[PROBLEM DESCRIPTION] Switch every "wave" in the items below to "swell" and write all the items out again with nothing else changed, leaving out the pictures.

[DATA TO USE]
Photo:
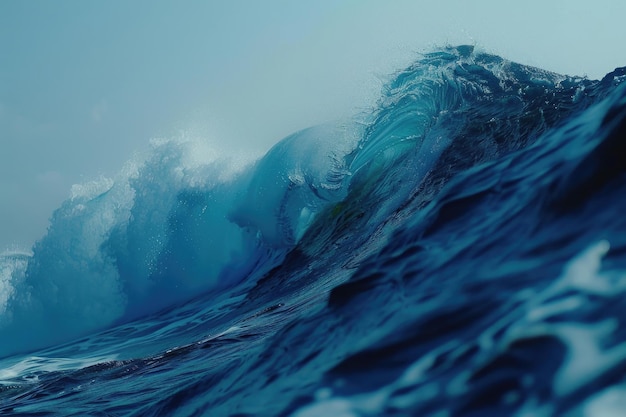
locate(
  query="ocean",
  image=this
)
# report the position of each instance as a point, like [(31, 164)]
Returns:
[(457, 250)]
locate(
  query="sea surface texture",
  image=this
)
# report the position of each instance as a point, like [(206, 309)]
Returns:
[(458, 250)]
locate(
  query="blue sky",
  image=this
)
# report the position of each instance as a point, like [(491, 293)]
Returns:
[(85, 84)]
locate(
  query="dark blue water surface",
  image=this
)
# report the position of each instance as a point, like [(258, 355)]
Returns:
[(460, 250)]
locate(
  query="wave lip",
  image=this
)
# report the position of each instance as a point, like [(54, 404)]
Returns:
[(172, 227)]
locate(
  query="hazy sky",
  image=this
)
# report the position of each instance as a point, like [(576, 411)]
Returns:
[(84, 84)]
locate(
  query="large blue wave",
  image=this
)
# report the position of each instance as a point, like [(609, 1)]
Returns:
[(172, 227)]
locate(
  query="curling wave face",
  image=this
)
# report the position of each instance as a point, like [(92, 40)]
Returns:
[(172, 228)]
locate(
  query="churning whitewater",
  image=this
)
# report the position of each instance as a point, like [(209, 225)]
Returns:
[(459, 250)]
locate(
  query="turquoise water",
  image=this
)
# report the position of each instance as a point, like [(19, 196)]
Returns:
[(456, 251)]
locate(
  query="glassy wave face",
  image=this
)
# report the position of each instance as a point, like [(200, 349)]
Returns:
[(460, 250)]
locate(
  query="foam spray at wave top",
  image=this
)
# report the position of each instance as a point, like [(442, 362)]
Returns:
[(455, 135)]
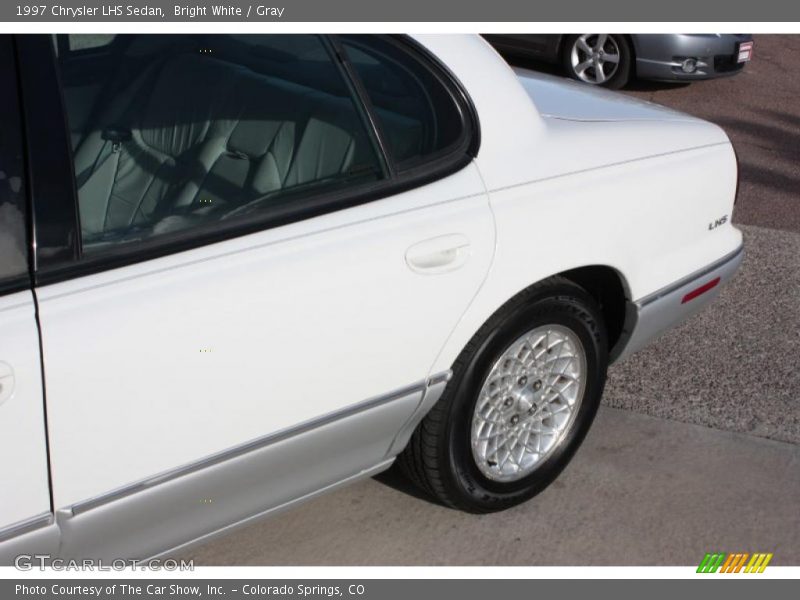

[FINAL RESULT]
Photo:
locate(
  query="ocean",
  image=this
)
# report the position of each instance as a point, like [(31, 164)]
Returns:
[(457, 250)]
locate(
  query="sea surface texture",
  image=this
)
# report the position of each instance as a point, like [(206, 309)]
Returns:
[(458, 250)]
locate(
  query="blue sky",
  image=this
)
# report the position of each instance as a point, like [(491, 293)]
Returns:
[(85, 84)]
locate(
  query="dark blue water surface",
  image=this
)
# report the position of each instance as a point, like [(258, 355)]
Returns:
[(460, 250)]
locate(
  query="swell lip",
  image=this
)
# report the position of each instance as a point, like [(54, 404)]
Returns:
[(172, 227)]
locate(
  query="hazy sky",
  image=this
)
# report the position of each instance as a point, like [(576, 411)]
Returns:
[(84, 84)]
locate(
  query="large blue swell",
  image=this
)
# report the position of each instance as a point, like [(609, 1)]
Returns:
[(172, 227)]
locate(
  query="curling swell face",
  image=this
)
# report the position of each instance as a point, like [(92, 40)]
Returns:
[(172, 228)]
locate(
  query="churning whitewater",
  image=this
)
# report the position of each instance as a point, like [(209, 225)]
Returns:
[(459, 250)]
locate(
  query="turquoise water",
  image=this
)
# report the position of each instance as a point, like [(19, 196)]
Returns:
[(456, 251)]
locate(
  query="glassy swell face",
  image=this
)
# report the position of each instance as a point, like [(200, 349)]
Returns:
[(460, 250)]
locate(
  query="foam spray at swell top",
  image=this
)
# report the position of each instance as a point, like [(442, 362)]
Returns:
[(455, 135)]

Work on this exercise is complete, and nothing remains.